EXERCISE:
Reproduce the part of the rows that opens with the first line and closes with the line containing "POLYGON ((111 36, 109", substituting "pale yellow star" for "bright white star" and leaving everything else unchanged.

A run of records
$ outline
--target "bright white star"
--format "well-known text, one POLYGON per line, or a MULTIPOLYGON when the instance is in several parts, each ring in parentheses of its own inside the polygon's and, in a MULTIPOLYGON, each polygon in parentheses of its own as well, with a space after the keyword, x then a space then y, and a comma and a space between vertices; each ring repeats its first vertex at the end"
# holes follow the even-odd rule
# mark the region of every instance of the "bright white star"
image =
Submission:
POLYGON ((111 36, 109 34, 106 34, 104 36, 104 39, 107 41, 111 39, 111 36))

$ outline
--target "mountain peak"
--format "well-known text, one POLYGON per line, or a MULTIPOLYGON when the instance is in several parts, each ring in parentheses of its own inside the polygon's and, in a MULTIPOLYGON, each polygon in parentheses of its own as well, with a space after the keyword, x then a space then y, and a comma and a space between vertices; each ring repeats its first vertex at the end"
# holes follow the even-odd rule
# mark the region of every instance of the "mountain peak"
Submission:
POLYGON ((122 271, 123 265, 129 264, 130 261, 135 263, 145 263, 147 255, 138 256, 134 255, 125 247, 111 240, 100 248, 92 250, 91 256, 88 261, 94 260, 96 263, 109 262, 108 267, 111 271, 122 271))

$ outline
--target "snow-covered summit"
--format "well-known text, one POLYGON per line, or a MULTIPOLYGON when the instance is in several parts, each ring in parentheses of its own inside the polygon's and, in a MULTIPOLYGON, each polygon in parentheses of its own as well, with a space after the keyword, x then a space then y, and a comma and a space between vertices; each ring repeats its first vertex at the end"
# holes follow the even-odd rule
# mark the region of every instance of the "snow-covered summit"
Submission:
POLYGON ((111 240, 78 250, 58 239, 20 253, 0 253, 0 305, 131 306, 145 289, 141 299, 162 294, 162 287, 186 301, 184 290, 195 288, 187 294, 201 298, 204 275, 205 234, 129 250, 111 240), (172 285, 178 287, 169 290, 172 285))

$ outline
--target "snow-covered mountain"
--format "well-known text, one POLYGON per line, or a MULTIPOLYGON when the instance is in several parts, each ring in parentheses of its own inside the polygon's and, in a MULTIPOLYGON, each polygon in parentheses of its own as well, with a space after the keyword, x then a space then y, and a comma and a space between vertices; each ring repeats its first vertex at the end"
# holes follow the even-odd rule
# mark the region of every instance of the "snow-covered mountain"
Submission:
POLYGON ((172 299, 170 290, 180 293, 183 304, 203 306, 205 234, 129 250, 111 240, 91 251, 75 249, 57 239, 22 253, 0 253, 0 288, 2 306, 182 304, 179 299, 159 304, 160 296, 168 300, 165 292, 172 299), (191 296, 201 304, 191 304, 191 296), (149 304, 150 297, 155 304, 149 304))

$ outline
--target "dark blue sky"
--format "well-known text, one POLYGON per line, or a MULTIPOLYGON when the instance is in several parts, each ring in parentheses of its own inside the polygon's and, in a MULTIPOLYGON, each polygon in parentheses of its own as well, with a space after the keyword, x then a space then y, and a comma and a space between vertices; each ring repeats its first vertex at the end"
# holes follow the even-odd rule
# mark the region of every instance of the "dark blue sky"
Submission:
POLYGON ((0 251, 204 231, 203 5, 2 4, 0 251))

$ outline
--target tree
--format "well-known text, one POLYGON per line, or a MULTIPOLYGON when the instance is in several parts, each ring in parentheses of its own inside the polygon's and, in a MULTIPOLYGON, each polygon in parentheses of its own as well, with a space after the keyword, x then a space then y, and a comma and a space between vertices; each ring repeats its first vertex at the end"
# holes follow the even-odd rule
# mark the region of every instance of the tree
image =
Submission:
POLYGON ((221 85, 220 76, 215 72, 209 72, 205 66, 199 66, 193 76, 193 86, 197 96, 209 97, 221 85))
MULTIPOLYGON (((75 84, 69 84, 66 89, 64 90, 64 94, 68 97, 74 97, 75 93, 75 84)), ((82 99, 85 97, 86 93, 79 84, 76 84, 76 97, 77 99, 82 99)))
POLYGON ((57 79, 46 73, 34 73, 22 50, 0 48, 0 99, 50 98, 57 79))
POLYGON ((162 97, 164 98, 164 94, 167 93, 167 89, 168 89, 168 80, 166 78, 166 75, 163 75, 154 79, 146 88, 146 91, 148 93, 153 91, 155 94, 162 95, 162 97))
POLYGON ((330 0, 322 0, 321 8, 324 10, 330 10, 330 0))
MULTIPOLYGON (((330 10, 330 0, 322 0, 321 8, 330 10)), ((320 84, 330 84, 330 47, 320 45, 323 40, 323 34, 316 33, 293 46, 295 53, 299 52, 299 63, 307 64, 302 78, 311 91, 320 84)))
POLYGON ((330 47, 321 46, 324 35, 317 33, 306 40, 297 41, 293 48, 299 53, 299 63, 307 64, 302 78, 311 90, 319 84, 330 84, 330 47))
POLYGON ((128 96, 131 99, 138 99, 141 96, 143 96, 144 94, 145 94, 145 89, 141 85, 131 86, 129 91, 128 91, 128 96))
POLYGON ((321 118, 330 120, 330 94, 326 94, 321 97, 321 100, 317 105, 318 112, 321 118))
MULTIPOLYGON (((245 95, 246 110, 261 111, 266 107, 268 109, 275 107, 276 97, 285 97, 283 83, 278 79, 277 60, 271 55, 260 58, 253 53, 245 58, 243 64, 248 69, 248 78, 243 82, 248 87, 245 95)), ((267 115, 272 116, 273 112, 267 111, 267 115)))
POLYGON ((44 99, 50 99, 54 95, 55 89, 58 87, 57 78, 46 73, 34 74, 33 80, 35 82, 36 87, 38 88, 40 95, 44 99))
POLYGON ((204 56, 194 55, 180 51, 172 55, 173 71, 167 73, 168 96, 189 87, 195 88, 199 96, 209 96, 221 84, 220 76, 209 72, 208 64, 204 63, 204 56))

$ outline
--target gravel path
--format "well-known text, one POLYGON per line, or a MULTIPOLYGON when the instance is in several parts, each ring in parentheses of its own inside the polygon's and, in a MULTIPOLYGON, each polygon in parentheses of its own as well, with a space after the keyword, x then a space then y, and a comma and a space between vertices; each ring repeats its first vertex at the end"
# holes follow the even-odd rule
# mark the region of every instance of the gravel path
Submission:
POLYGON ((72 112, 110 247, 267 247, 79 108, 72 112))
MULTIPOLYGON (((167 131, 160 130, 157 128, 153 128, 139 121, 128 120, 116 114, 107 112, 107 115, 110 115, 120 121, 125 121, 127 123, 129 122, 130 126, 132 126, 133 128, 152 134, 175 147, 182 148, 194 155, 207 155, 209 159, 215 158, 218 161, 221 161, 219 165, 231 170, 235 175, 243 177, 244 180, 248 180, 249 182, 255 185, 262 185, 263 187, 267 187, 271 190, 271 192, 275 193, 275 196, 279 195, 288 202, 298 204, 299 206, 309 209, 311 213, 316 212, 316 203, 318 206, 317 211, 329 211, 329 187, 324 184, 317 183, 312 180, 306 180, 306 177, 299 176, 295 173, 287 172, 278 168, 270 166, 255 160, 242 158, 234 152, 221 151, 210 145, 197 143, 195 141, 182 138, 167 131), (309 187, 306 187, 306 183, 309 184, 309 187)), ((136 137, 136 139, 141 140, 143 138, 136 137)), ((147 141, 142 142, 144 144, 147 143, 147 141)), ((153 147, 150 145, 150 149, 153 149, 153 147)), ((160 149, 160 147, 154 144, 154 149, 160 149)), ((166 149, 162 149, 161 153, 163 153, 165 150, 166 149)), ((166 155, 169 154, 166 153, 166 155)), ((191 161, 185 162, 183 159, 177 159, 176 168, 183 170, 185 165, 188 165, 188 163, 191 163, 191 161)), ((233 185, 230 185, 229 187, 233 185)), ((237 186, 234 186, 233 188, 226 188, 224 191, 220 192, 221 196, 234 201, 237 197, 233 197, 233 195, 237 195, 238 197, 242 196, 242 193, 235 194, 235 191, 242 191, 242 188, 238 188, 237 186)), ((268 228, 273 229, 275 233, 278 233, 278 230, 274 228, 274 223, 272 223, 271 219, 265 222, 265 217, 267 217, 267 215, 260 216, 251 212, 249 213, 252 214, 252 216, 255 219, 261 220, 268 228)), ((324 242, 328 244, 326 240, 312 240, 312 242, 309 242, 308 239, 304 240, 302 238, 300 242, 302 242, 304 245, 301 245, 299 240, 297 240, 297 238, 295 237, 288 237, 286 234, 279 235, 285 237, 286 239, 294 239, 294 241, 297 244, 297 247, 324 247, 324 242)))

RESPONSE BELOW:
$ outline
--target "pale yellow star"
--format "well-known text, one POLYGON per line, or a MULTIPOLYGON when the instance is in several parts, each ring in parentheses of its own inside the polygon's and, in a MULTIPOLYGON, each polygon in parentheses of its own as well, with a space after the keyword, x then a space then y, and a comma and a space between vertices; each ring repeats its first vertex at the end"
# holes follow the even-odd rule
# mark the region of every instance of the "pale yellow star"
image =
Submission:
POLYGON ((111 36, 109 34, 106 34, 104 36, 104 39, 107 41, 111 39, 111 36))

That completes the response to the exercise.